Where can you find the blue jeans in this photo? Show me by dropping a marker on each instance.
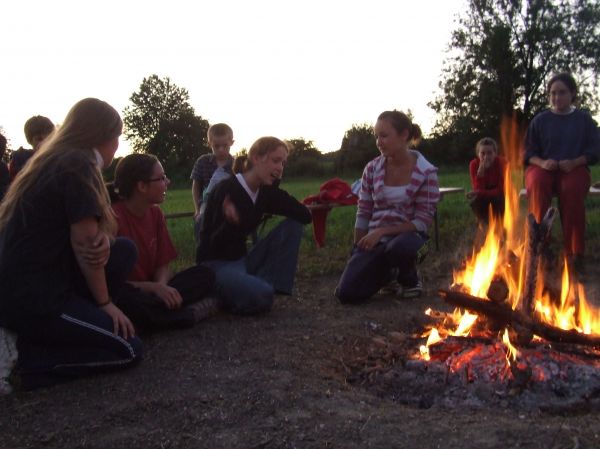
(247, 285)
(367, 271)
(81, 340)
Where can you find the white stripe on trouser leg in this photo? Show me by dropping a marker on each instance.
(103, 332)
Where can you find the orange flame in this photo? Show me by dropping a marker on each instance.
(502, 255)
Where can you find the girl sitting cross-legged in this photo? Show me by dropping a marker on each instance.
(396, 203)
(59, 273)
(246, 281)
(155, 298)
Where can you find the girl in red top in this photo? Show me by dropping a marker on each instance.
(487, 181)
(162, 299)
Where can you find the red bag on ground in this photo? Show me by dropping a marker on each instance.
(334, 191)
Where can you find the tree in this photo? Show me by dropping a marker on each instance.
(162, 122)
(503, 52)
(303, 158)
(358, 148)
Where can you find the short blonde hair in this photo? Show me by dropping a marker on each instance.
(219, 129)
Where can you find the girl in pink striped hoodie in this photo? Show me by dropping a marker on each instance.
(397, 201)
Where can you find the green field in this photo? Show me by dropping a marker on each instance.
(456, 225)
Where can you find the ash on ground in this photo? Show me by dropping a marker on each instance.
(480, 376)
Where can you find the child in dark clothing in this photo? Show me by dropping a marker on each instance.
(58, 274)
(220, 139)
(155, 298)
(36, 129)
(560, 145)
(247, 281)
(487, 181)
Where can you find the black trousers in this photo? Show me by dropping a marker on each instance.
(149, 313)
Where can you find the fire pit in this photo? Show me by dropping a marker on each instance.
(520, 334)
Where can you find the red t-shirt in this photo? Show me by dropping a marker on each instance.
(492, 182)
(150, 234)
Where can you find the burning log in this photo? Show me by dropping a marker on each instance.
(515, 319)
(537, 235)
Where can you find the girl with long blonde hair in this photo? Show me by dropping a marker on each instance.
(247, 280)
(58, 271)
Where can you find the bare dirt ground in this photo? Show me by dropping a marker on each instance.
(289, 379)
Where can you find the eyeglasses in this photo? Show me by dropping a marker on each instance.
(160, 178)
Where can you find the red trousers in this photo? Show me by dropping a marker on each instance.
(571, 189)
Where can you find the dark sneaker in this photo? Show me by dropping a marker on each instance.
(414, 291)
(411, 292)
(391, 289)
(205, 308)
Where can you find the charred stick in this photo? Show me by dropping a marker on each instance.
(537, 235)
(517, 320)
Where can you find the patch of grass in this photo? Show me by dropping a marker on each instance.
(456, 226)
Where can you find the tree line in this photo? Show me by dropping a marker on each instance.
(499, 57)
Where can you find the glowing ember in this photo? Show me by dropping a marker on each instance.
(502, 259)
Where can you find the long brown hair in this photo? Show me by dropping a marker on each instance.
(401, 122)
(69, 149)
(262, 146)
(132, 169)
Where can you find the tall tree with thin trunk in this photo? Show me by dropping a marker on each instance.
(161, 121)
(501, 55)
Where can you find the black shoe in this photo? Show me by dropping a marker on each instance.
(205, 308)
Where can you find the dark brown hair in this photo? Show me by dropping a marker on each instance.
(219, 129)
(37, 126)
(262, 146)
(486, 141)
(401, 122)
(132, 169)
(567, 79)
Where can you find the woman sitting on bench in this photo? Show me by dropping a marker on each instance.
(561, 142)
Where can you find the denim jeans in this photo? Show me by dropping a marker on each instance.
(81, 340)
(367, 271)
(247, 285)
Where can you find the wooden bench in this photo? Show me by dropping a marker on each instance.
(443, 191)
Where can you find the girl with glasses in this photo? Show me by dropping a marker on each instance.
(156, 297)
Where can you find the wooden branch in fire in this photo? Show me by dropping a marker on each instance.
(503, 314)
(537, 235)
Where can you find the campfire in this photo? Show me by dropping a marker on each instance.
(516, 320)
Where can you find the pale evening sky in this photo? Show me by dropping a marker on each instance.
(306, 69)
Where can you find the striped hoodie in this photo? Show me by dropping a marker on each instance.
(418, 207)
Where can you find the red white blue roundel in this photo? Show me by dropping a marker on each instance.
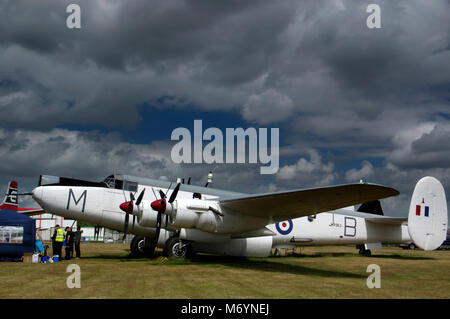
(285, 227)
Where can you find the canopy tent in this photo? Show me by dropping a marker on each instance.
(17, 234)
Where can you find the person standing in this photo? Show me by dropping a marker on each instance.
(77, 241)
(69, 243)
(58, 238)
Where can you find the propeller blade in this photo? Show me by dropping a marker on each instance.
(154, 194)
(127, 216)
(141, 196)
(158, 227)
(174, 193)
(167, 191)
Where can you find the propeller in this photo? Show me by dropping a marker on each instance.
(128, 207)
(160, 205)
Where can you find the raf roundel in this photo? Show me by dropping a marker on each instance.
(285, 227)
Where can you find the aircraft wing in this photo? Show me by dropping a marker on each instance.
(31, 211)
(303, 202)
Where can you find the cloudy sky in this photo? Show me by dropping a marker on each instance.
(351, 102)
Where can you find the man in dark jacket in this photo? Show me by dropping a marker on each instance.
(77, 241)
(69, 243)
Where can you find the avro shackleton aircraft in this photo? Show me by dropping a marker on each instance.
(190, 218)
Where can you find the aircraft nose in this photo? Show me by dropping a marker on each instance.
(38, 193)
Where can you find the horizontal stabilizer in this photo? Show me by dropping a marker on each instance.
(387, 220)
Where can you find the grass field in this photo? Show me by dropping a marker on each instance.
(107, 271)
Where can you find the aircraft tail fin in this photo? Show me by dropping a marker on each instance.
(427, 219)
(11, 197)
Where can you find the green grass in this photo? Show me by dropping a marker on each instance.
(108, 271)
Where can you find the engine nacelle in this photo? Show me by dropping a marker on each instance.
(147, 217)
(194, 214)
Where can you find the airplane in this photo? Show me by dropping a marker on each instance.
(368, 228)
(190, 219)
(11, 201)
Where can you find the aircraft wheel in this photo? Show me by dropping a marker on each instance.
(367, 253)
(176, 248)
(142, 246)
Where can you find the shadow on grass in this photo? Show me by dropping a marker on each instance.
(257, 264)
(321, 255)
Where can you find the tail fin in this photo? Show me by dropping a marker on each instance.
(11, 198)
(427, 220)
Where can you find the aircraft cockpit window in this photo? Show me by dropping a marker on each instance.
(130, 186)
(197, 195)
(109, 181)
(118, 184)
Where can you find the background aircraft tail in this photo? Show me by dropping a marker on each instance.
(11, 198)
(427, 219)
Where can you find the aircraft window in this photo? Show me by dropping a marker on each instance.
(130, 186)
(118, 184)
(109, 182)
(197, 195)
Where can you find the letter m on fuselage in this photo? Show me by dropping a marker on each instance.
(72, 195)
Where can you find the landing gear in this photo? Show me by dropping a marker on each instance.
(176, 248)
(365, 252)
(142, 246)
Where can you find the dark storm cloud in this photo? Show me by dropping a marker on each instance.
(311, 66)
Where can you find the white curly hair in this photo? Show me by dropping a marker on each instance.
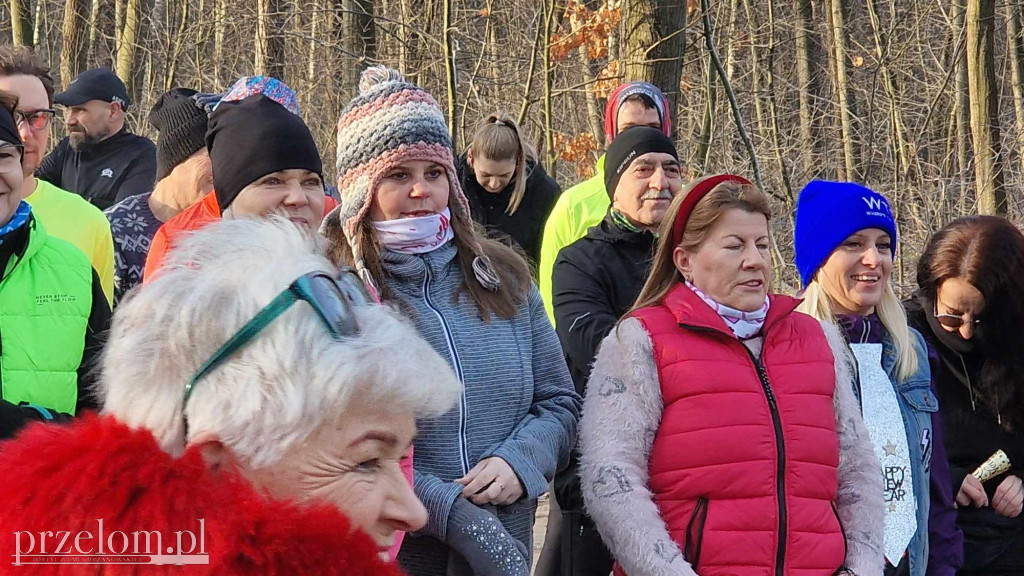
(288, 380)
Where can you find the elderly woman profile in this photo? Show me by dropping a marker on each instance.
(253, 386)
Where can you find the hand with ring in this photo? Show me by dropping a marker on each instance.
(492, 482)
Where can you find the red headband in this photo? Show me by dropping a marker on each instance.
(693, 194)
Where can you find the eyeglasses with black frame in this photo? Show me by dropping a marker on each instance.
(37, 119)
(334, 299)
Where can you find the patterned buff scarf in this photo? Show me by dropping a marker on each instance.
(416, 236)
(744, 325)
(17, 220)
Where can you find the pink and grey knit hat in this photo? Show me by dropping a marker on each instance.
(390, 122)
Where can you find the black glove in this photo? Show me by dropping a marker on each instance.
(13, 418)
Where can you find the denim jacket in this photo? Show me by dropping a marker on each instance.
(918, 403)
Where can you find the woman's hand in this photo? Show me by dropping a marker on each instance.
(973, 493)
(1009, 497)
(492, 482)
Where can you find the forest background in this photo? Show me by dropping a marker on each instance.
(921, 99)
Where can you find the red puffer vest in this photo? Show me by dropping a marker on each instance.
(743, 465)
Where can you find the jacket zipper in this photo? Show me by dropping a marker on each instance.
(780, 455)
(779, 444)
(450, 340)
(842, 529)
(694, 538)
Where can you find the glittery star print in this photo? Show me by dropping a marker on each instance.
(890, 448)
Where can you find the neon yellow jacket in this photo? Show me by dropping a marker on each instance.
(72, 218)
(45, 302)
(578, 209)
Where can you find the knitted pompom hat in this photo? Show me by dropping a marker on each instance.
(390, 122)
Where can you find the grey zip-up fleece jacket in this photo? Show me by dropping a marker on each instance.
(518, 402)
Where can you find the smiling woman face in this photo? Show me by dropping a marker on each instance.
(296, 194)
(411, 190)
(353, 463)
(857, 272)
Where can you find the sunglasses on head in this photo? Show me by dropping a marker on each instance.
(334, 300)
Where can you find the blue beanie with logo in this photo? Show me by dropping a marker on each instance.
(829, 212)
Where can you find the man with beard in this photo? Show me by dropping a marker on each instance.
(99, 160)
(595, 282)
(66, 215)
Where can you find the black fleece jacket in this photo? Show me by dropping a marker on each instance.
(594, 282)
(525, 225)
(107, 172)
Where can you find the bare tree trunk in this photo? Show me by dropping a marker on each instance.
(172, 67)
(836, 9)
(962, 103)
(128, 40)
(1017, 74)
(709, 34)
(20, 22)
(94, 15)
(539, 42)
(73, 54)
(756, 69)
(269, 39)
(549, 132)
(984, 106)
(806, 81)
(358, 39)
(595, 116)
(775, 130)
(219, 23)
(653, 40)
(312, 52)
(900, 141)
(451, 73)
(37, 25)
(708, 121)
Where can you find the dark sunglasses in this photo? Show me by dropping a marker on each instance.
(334, 299)
(953, 320)
(36, 120)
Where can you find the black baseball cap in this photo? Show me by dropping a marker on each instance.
(95, 84)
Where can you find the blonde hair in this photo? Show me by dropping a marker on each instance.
(818, 303)
(664, 274)
(500, 138)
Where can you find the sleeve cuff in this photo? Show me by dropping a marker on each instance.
(438, 497)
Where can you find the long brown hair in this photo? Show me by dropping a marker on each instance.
(500, 138)
(509, 264)
(664, 274)
(987, 252)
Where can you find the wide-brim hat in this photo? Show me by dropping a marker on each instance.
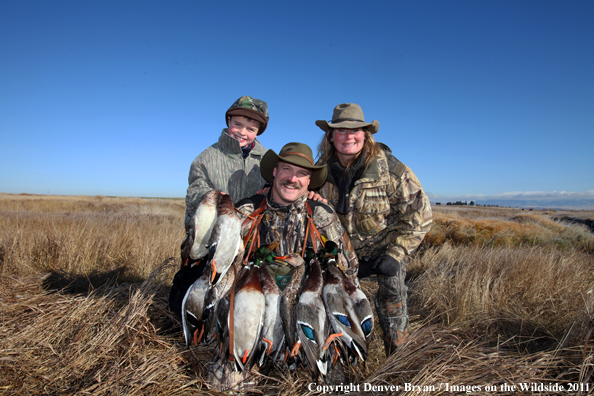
(252, 108)
(296, 154)
(348, 116)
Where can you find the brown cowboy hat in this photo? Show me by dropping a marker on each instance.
(348, 116)
(296, 154)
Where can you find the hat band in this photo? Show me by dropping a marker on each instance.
(346, 119)
(299, 154)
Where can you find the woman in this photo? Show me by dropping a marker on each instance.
(381, 204)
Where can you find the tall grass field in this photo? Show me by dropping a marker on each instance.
(501, 302)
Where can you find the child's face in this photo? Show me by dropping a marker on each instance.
(243, 129)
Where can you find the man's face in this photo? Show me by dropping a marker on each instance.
(243, 129)
(290, 182)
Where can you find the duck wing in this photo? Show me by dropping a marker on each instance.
(225, 240)
(192, 308)
(248, 315)
(272, 327)
(202, 224)
(312, 327)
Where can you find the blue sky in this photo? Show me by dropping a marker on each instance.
(478, 98)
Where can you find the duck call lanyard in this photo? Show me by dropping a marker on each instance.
(311, 230)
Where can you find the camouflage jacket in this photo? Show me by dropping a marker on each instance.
(389, 213)
(287, 225)
(222, 167)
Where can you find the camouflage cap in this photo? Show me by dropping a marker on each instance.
(348, 116)
(296, 154)
(252, 108)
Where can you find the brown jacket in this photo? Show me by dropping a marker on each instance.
(389, 213)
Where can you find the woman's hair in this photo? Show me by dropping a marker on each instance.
(326, 148)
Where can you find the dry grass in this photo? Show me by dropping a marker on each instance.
(496, 297)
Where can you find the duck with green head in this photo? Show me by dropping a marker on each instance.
(312, 327)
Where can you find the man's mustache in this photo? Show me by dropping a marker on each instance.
(289, 184)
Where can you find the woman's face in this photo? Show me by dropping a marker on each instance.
(348, 143)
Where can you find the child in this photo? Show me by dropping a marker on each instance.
(232, 165)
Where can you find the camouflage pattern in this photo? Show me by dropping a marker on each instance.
(287, 224)
(252, 108)
(222, 167)
(389, 215)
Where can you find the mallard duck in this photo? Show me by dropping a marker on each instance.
(215, 293)
(195, 245)
(273, 334)
(192, 309)
(341, 313)
(362, 308)
(246, 316)
(312, 328)
(290, 296)
(221, 313)
(225, 241)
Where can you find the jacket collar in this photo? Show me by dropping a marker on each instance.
(231, 145)
(371, 174)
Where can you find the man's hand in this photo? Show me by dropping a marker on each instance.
(314, 196)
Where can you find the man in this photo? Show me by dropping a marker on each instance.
(286, 208)
(232, 164)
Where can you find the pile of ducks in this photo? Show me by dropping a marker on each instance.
(320, 319)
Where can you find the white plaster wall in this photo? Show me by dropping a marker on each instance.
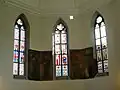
(80, 36)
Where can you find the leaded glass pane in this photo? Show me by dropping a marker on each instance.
(16, 26)
(16, 45)
(15, 68)
(57, 49)
(65, 70)
(64, 59)
(106, 65)
(103, 31)
(57, 32)
(21, 58)
(100, 65)
(58, 71)
(58, 59)
(19, 22)
(22, 46)
(22, 35)
(100, 71)
(64, 49)
(21, 72)
(97, 33)
(104, 42)
(22, 28)
(57, 38)
(99, 56)
(98, 44)
(63, 31)
(99, 19)
(15, 58)
(16, 34)
(63, 38)
(105, 53)
(60, 27)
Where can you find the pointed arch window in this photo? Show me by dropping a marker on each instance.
(20, 49)
(101, 46)
(60, 49)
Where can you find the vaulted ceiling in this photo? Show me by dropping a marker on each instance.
(59, 6)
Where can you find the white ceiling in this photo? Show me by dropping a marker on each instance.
(60, 6)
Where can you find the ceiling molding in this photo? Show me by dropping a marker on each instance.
(22, 5)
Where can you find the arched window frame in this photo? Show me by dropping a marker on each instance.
(102, 59)
(65, 28)
(26, 28)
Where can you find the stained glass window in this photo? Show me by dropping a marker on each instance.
(60, 49)
(19, 48)
(101, 44)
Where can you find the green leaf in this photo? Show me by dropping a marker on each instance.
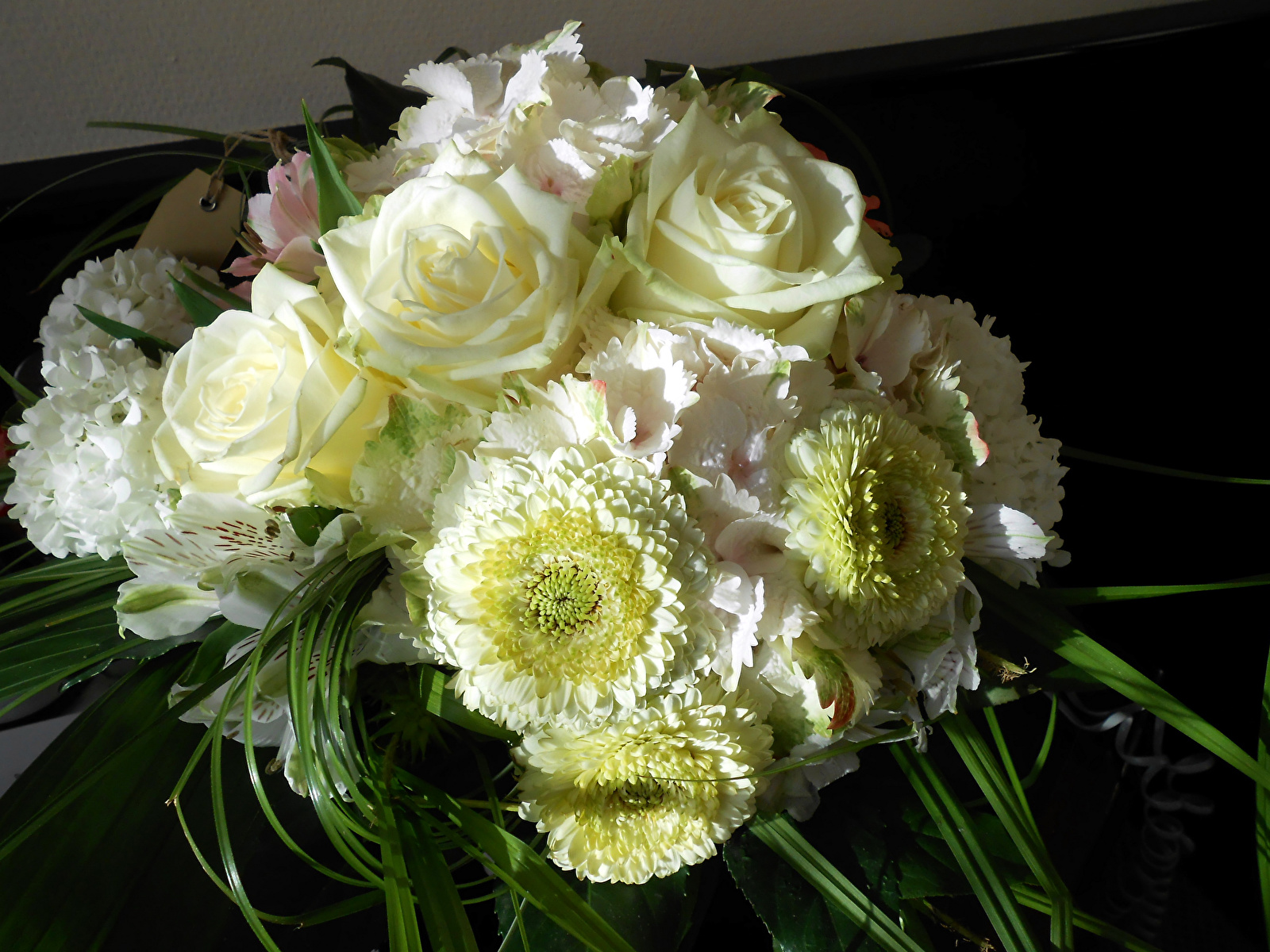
(211, 653)
(514, 862)
(94, 241)
(178, 131)
(334, 198)
(309, 520)
(149, 343)
(201, 310)
(656, 917)
(1263, 801)
(19, 390)
(444, 704)
(1030, 615)
(1157, 470)
(435, 890)
(1123, 593)
(378, 103)
(1007, 800)
(210, 287)
(783, 838)
(972, 854)
(78, 882)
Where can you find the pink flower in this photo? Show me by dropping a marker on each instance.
(283, 225)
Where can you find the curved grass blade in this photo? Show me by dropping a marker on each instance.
(233, 301)
(1030, 615)
(334, 198)
(1007, 801)
(958, 831)
(1157, 470)
(1038, 900)
(1263, 801)
(444, 914)
(1126, 593)
(524, 869)
(787, 843)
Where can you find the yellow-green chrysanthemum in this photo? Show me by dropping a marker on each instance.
(643, 797)
(878, 513)
(568, 589)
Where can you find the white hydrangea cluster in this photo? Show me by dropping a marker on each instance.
(535, 107)
(131, 287)
(87, 475)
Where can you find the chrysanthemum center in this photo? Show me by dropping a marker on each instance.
(562, 598)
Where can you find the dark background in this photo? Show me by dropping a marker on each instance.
(1109, 205)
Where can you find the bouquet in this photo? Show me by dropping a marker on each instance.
(565, 482)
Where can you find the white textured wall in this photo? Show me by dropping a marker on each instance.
(237, 63)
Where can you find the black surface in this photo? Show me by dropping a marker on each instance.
(1109, 206)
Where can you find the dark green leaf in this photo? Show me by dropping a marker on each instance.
(201, 310)
(334, 198)
(309, 520)
(149, 343)
(442, 702)
(230, 300)
(378, 103)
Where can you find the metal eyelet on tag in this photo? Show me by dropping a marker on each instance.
(198, 220)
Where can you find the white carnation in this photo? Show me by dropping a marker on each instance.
(87, 475)
(131, 287)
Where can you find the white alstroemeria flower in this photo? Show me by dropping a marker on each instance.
(647, 389)
(737, 601)
(941, 657)
(565, 413)
(217, 555)
(1005, 541)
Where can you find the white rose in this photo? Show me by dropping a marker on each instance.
(741, 222)
(457, 282)
(262, 406)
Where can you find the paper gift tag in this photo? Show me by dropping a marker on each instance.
(182, 226)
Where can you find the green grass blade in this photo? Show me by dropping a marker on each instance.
(1263, 801)
(1006, 799)
(1072, 452)
(233, 302)
(1038, 900)
(201, 310)
(1124, 593)
(516, 863)
(177, 131)
(956, 829)
(436, 892)
(787, 843)
(122, 332)
(1043, 754)
(1030, 615)
(19, 390)
(334, 198)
------------------------
Challenge. Return exactly the lines from the one containing "Where can you find the white carnation" to the last line of the data, and nothing more.

Output for this exercise.
Where can you find the white carnation in this photo? Show me by dropping a marker on each instance.
(87, 475)
(131, 287)
Where can you find the white alstroemeria flower in this photo? Show me by dropping a marker on each instance.
(647, 389)
(737, 601)
(941, 657)
(565, 413)
(217, 555)
(1005, 541)
Where can you find the white rose in this photo? Show me by dropping a marker on each instance.
(741, 222)
(457, 282)
(262, 406)
Where can you find the paper gift tag in this photo? Show me by dropping a marker on each instance.
(182, 226)
Where can you find the green grass blade in this photo? Show me by dropping a marker on each instance.
(1263, 801)
(1006, 799)
(1072, 452)
(233, 302)
(1038, 900)
(201, 310)
(1124, 593)
(516, 863)
(177, 131)
(956, 829)
(436, 892)
(787, 843)
(122, 332)
(1043, 754)
(1030, 615)
(19, 390)
(334, 198)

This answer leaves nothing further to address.